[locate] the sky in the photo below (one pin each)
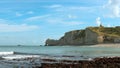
(31, 22)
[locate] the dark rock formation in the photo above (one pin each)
(88, 36)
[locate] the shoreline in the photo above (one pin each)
(98, 62)
(104, 62)
(107, 45)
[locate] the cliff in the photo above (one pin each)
(88, 36)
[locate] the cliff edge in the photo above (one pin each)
(88, 36)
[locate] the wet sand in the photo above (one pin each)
(105, 62)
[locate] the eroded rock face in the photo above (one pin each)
(84, 37)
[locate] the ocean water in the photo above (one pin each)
(62, 50)
(15, 56)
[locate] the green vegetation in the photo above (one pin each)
(107, 31)
(78, 34)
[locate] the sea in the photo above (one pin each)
(9, 54)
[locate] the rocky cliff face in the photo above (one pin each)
(84, 37)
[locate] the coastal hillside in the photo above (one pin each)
(88, 36)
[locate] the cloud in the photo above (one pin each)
(72, 16)
(98, 21)
(30, 12)
(113, 7)
(34, 18)
(56, 19)
(5, 27)
(18, 14)
(55, 6)
(16, 28)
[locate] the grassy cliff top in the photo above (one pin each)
(109, 31)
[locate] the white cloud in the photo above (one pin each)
(72, 16)
(56, 19)
(34, 18)
(108, 25)
(113, 6)
(98, 21)
(16, 28)
(18, 14)
(30, 12)
(55, 6)
(5, 27)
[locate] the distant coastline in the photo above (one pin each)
(89, 36)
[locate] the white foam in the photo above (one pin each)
(7, 53)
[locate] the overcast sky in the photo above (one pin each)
(31, 22)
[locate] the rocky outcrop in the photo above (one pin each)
(89, 36)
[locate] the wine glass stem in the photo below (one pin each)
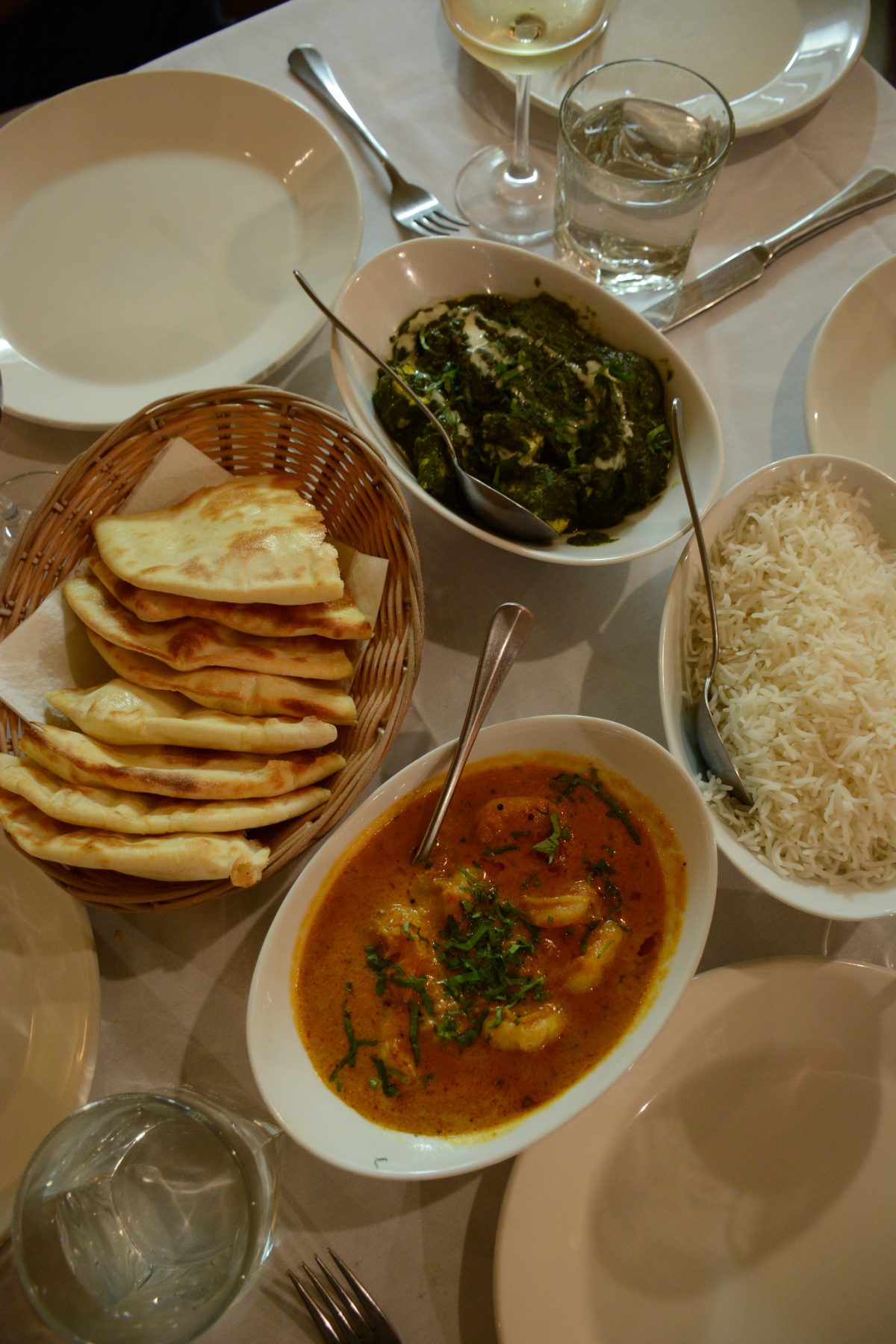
(520, 166)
+++
Given task ▸ Give every line of all the items above as a Markdown table with two columns, Row for the row number and Text for the line. Leave out blank lines and the pictures.

Result below ▸
| Row | Text |
|---|---|
| 1 | [locate] the sky in the photo below (one pin each) |
| 2 | (31, 22) |
| 3 | [locate] the dark rock formation in the photo above (one pin each) |
| 4 | (88, 36) |
| 5 | [locate] the shoreline in the photo above (one pin each) |
| 6 | (98, 62) |
| 7 | (104, 62) |
| 8 | (107, 45) |
| 9 | [locate] the cliff in the photo above (one pin each) |
| 10 | (88, 36) |
| 11 | [locate] the cliff edge in the photo above (one pin each) |
| 12 | (88, 36) |
| 13 | [locate] the wet sand in the photo above (one pin each) |
| 14 | (105, 62) |
| 15 | [locate] the eroded rock face in the photo above (one pin each) |
| 16 | (84, 37) |
| 17 | [locate] the ocean water in the photo above (one pin each) |
| 18 | (62, 50) |
| 19 | (15, 56) |
| 20 | [locate] the green vegetation in the photo above (one pin each) |
| 21 | (107, 31) |
| 22 | (78, 34) |
| 23 | [locate] the sea in the photo above (one pin each) |
| 24 | (9, 54) |
| 25 | [locate] the rocky cliff face in the photo above (one pin each) |
| 26 | (84, 37) |
| 27 | [locate] the coastal hillside in the photo above (one pin each) |
| 28 | (88, 36) |
| 29 | [locate] the cloud in the photo above (one pin each) |
| 30 | (72, 16) |
| 31 | (98, 21) |
| 32 | (30, 12) |
| 33 | (113, 7) |
| 34 | (34, 18) |
| 35 | (56, 19) |
| 36 | (5, 27) |
| 37 | (18, 14) |
| 38 | (55, 6) |
| 39 | (16, 28) |
| 40 | [locate] the grassy cliff top in the photo above (one pin each) |
| 41 | (109, 31) |
| 42 | [locate] the white cloud in the photo above (one pin each) |
| 43 | (72, 16) |
| 44 | (56, 19) |
| 45 | (34, 18) |
| 46 | (108, 25) |
| 47 | (113, 6) |
| 48 | (98, 21) |
| 49 | (16, 28) |
| 50 | (18, 14) |
| 51 | (30, 12) |
| 52 | (55, 6) |
| 53 | (5, 27) |
| 54 | [locate] the distant coastline in the photo above (one pin each) |
| 55 | (89, 36) |
| 56 | [locate] the white foam in the photo above (one pin each) |
| 57 | (7, 53) |
| 58 | [locate] the overcast sky in the photo above (one pin each) |
| 59 | (31, 22) |
| 60 | [locate] the rocky outcrop in the photo above (one pin each) |
| 61 | (89, 36) |
| 62 | [locate] the wine glass stem in the photo below (one pin each) |
| 63 | (520, 166) |